» WORK TO BE COMPLETED
With the line containing "of the spectator" as the first line and the last line of the records as the final one, reproduce that range exactly.
((
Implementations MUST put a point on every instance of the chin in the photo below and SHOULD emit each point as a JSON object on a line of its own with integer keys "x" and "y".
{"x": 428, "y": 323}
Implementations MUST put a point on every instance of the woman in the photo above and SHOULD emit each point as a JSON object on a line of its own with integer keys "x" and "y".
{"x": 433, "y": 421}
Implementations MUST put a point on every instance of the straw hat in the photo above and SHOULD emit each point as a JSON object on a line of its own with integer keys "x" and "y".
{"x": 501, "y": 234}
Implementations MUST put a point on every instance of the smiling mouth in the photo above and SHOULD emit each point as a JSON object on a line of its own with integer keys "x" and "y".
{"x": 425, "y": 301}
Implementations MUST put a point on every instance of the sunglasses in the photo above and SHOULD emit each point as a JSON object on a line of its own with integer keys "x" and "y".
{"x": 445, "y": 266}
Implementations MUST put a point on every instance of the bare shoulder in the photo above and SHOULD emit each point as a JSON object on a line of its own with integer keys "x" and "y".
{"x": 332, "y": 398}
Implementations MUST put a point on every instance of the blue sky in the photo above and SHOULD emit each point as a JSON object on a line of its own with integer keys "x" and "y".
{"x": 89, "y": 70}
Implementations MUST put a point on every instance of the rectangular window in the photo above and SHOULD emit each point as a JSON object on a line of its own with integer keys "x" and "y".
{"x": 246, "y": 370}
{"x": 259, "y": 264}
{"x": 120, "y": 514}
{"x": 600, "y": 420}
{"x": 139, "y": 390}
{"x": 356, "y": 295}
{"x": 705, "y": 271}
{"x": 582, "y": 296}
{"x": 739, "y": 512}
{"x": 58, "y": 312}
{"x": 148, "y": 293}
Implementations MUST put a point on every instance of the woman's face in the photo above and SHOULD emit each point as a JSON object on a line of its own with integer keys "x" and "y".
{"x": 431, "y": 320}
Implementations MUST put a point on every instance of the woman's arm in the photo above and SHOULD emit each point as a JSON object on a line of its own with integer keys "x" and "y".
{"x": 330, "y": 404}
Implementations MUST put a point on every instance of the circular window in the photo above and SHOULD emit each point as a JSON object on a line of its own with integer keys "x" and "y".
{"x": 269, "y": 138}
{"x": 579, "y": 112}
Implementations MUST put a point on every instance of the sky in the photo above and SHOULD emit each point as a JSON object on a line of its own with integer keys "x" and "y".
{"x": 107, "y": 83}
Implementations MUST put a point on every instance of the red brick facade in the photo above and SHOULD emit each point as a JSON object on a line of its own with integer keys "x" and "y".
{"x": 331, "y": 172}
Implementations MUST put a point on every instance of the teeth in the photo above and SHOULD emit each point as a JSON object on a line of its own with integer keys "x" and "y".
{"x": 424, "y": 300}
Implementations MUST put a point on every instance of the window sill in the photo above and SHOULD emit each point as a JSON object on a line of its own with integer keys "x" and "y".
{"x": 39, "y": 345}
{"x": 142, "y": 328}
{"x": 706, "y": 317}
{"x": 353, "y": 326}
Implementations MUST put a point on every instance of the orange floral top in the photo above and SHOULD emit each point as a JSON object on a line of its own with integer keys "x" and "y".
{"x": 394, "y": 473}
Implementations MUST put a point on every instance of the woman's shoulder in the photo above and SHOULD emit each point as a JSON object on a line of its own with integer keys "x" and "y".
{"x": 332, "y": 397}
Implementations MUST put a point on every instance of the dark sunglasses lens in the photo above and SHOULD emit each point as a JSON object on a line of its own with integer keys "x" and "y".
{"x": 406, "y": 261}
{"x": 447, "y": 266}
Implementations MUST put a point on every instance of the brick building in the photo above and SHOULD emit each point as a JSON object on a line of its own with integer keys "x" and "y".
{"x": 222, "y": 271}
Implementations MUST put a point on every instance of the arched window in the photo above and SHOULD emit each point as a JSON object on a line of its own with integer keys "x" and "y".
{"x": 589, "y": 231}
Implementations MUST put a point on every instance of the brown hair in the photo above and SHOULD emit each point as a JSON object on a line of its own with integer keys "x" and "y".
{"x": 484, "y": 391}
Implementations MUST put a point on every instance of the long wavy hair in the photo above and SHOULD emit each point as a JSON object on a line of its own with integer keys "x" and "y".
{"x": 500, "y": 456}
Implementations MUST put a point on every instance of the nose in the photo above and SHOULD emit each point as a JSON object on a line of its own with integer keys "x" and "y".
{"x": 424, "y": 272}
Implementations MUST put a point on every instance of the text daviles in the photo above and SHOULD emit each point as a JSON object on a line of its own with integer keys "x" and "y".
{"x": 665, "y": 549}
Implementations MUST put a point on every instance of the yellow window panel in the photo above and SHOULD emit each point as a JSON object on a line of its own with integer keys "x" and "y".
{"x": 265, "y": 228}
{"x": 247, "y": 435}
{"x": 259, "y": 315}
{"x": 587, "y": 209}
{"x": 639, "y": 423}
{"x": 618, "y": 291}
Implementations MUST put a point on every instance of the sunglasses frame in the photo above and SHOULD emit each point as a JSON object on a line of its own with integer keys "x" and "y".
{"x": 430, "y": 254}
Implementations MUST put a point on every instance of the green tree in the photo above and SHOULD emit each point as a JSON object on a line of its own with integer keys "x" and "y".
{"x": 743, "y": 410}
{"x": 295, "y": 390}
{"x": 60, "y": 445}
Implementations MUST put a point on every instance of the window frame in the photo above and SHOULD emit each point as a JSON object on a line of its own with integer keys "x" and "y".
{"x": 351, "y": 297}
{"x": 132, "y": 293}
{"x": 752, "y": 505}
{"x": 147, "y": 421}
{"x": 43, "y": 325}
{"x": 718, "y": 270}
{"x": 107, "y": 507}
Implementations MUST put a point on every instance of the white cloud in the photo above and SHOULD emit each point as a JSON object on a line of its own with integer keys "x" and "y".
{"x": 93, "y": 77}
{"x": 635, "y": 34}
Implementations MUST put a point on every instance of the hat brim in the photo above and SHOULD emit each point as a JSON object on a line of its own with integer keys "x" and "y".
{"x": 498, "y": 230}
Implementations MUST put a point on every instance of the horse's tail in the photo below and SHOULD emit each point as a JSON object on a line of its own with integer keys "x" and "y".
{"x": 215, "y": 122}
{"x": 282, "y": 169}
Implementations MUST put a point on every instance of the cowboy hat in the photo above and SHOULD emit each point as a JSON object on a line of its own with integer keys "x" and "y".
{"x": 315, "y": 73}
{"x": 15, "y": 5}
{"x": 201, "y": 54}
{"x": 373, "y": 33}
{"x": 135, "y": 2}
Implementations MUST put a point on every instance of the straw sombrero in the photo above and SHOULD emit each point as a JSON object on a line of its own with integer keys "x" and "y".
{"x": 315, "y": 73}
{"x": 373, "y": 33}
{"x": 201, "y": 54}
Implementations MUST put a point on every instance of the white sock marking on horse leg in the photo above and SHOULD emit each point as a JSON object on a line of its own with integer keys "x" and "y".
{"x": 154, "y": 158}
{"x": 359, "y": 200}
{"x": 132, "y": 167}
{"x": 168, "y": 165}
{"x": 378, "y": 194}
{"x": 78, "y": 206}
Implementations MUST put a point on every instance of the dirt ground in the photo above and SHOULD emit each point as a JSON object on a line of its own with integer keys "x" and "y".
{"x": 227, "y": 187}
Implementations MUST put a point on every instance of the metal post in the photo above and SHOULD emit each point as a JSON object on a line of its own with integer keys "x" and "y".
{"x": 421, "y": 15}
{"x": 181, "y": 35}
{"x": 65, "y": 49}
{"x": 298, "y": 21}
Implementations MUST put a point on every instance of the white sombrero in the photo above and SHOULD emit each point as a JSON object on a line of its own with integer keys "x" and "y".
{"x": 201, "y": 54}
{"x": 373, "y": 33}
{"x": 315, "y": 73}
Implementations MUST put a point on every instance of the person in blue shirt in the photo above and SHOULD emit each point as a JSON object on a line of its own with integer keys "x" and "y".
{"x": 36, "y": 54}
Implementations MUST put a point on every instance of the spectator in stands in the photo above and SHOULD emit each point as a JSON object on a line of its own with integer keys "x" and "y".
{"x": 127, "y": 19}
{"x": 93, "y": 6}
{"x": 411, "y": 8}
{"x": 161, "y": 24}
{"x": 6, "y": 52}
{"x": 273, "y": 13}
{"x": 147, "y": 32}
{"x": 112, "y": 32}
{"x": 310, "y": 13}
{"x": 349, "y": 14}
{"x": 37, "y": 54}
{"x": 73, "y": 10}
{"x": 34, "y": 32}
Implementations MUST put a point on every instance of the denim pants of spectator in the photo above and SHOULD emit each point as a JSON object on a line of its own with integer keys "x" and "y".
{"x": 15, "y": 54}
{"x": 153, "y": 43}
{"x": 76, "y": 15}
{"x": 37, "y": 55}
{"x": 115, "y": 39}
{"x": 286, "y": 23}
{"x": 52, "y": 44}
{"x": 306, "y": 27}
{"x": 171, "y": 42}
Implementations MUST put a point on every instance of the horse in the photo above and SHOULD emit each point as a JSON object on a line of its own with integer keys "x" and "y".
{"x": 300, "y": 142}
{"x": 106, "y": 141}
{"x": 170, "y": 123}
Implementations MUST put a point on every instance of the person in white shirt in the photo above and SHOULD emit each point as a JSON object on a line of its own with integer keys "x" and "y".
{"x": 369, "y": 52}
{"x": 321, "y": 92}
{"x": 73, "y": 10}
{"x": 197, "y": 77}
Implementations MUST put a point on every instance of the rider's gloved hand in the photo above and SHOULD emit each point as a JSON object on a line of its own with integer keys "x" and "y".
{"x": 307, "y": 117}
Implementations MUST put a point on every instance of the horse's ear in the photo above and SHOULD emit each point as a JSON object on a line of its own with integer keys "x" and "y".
))
» WORKED ANSWER
Implementations MUST put a point on every instance of the spectator in stands in the photo above and SHOULD emit each point as a JSON object on a line of its own with integer keys "x" and "y".
{"x": 127, "y": 19}
{"x": 93, "y": 6}
{"x": 411, "y": 8}
{"x": 161, "y": 24}
{"x": 6, "y": 52}
{"x": 273, "y": 13}
{"x": 147, "y": 32}
{"x": 112, "y": 32}
{"x": 310, "y": 13}
{"x": 349, "y": 14}
{"x": 37, "y": 54}
{"x": 73, "y": 10}
{"x": 34, "y": 32}
Implementations MUST put a point on every instance of the denim pants of spectator in the photo above and SHOULD emit each point as a JSON object on a line of its own with integer keys "x" and "y".
{"x": 15, "y": 54}
{"x": 153, "y": 43}
{"x": 76, "y": 15}
{"x": 37, "y": 55}
{"x": 115, "y": 39}
{"x": 286, "y": 23}
{"x": 52, "y": 44}
{"x": 306, "y": 27}
{"x": 171, "y": 42}
Implementations MUST put a point on every instance of the horse in the photo above and SHOULD emit each point as a JSON object on a line of its own with integer keys "x" and "y".
{"x": 300, "y": 142}
{"x": 106, "y": 141}
{"x": 170, "y": 123}
Implementations MUST put a point on every instance of the person in white shirt in the photo above and SHOULD emit each point as a JSON object on a line of its own with integer keys "x" and "y".
{"x": 369, "y": 52}
{"x": 321, "y": 92}
{"x": 73, "y": 10}
{"x": 197, "y": 77}
Implementations MUST put a point on every instance of the rider's gloved hand in the photo above and SHOULD emit each point as a JSON object on a line of its own with integer keys "x" and "y".
{"x": 307, "y": 117}
Implementations MUST put a point on every instance of the horse's ear in the photo above and SHOULD emit each point as a JSON object on a line of its own with integer keys "x" and "y".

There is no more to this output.